<<<<

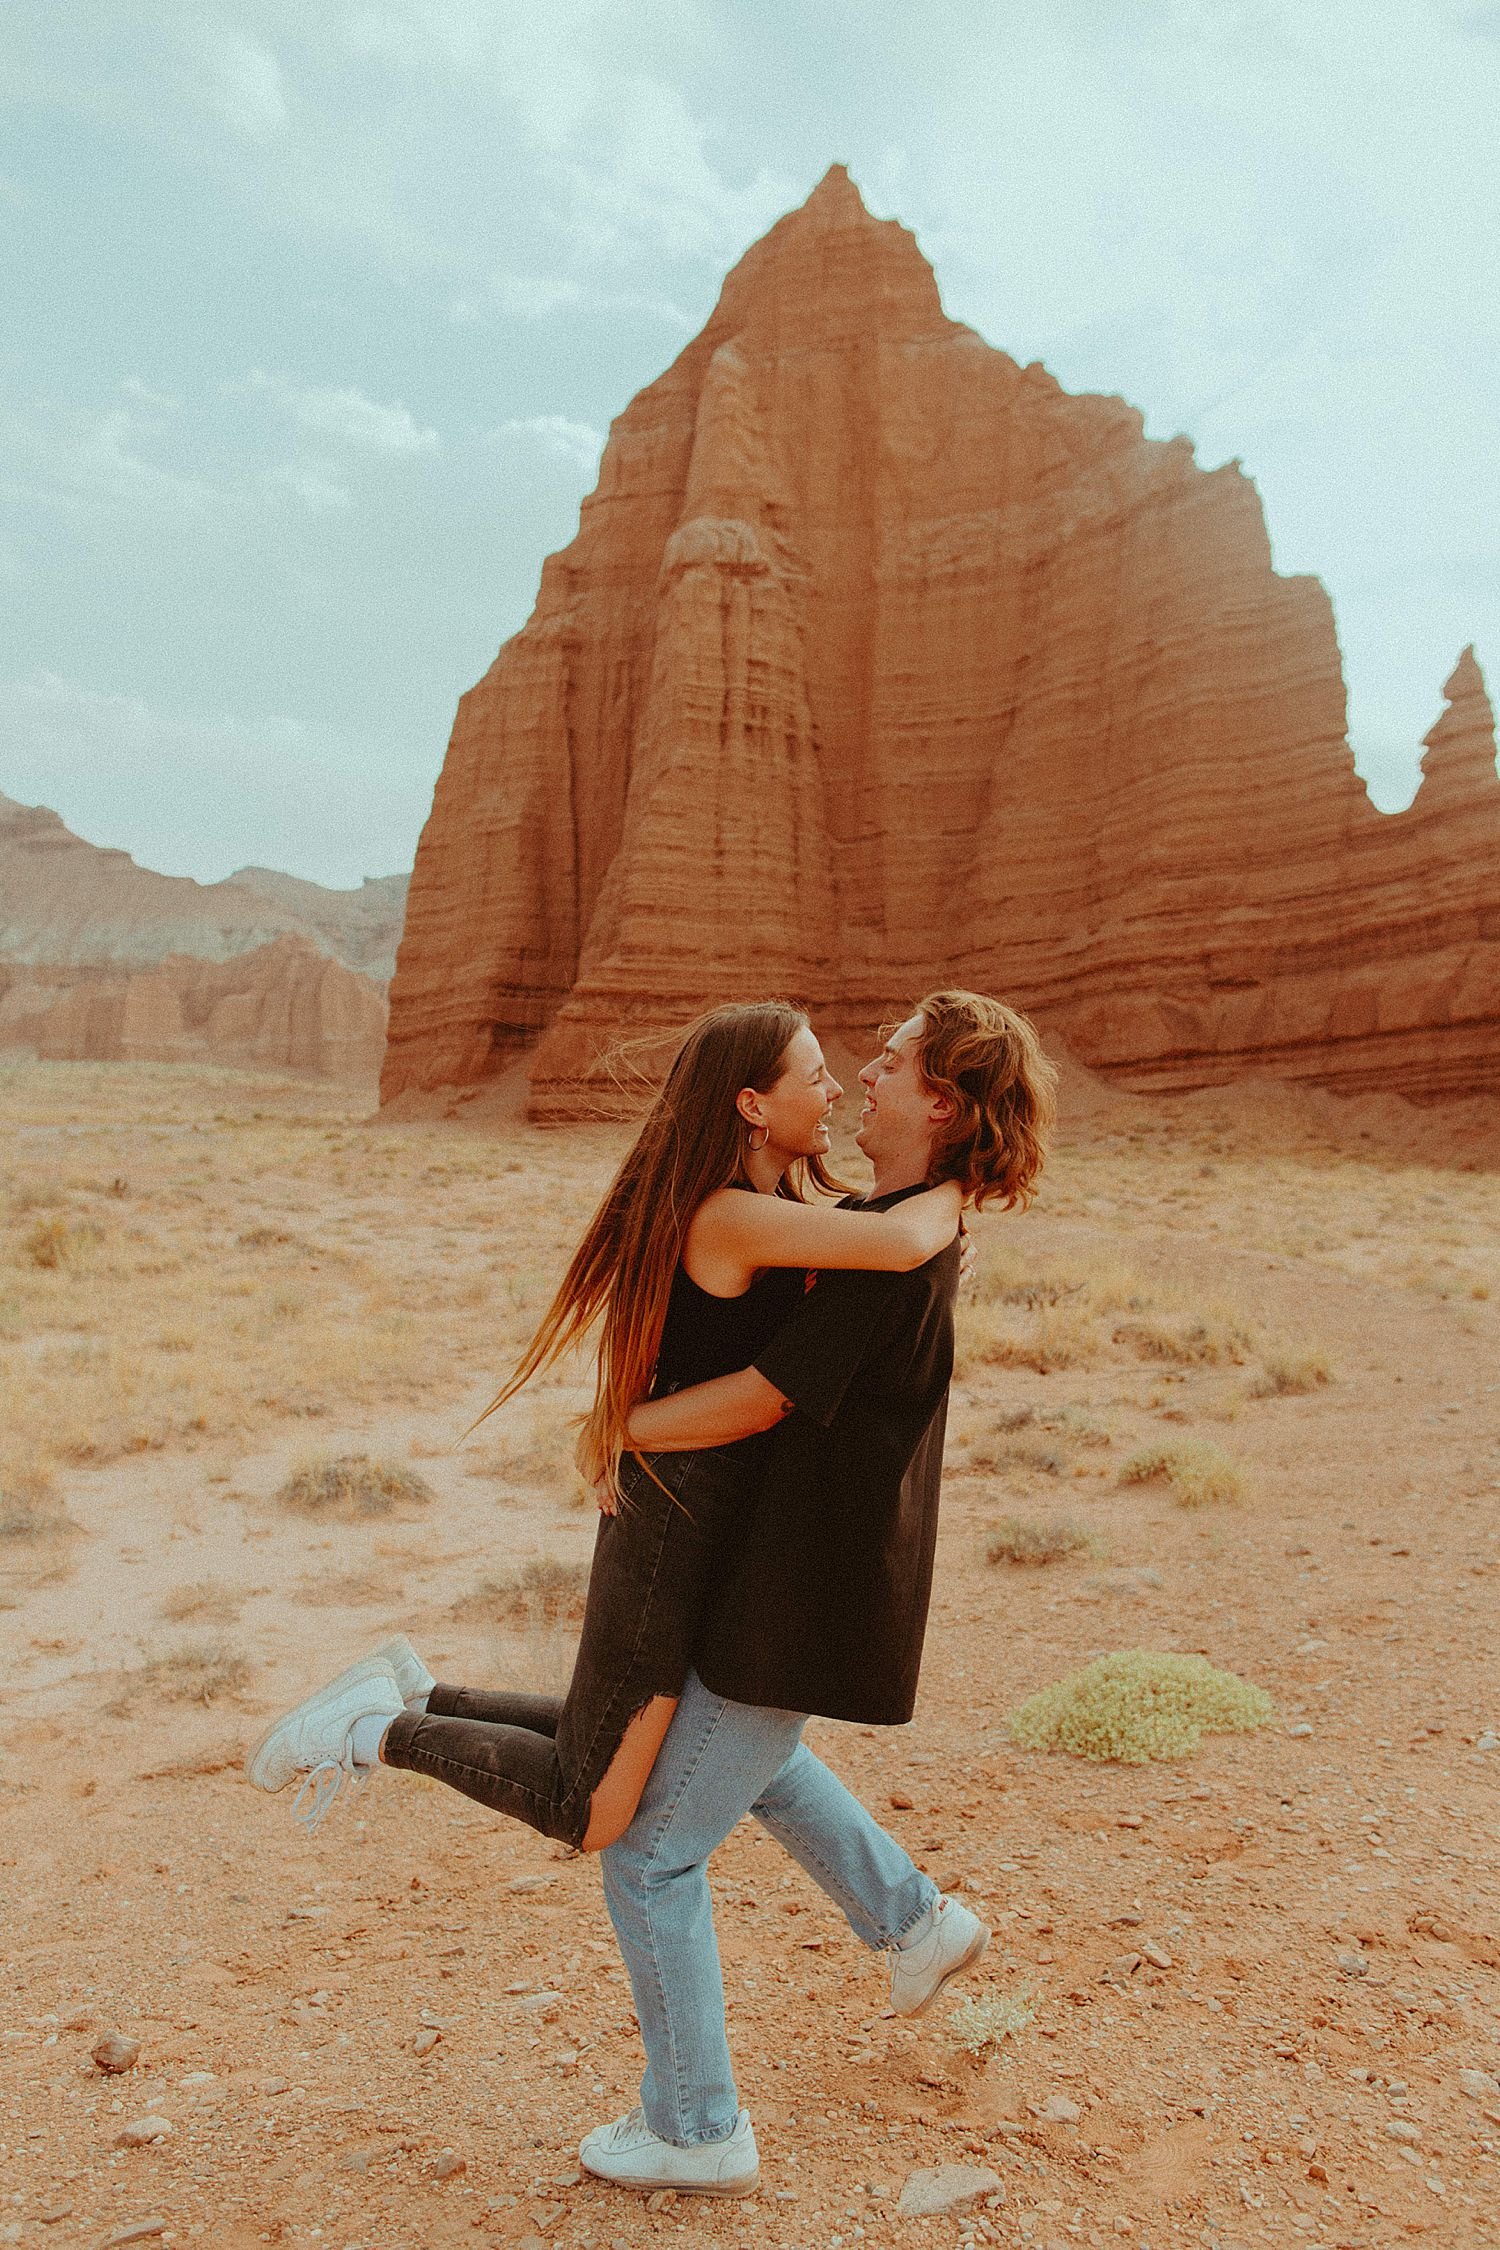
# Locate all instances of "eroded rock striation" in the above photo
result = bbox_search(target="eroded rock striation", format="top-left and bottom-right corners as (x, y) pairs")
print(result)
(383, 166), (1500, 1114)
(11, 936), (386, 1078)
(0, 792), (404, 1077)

>>>>

• [Task directions]
Go through the records above, find every line with the word "rock", and list those lines.

• [Response to the task]
# Locate all instances of "eroded rock striation" in the above photo
result = bbox_search(target="eroded rock striation", format="top-left and bottom-right corners as (x, y) pairs")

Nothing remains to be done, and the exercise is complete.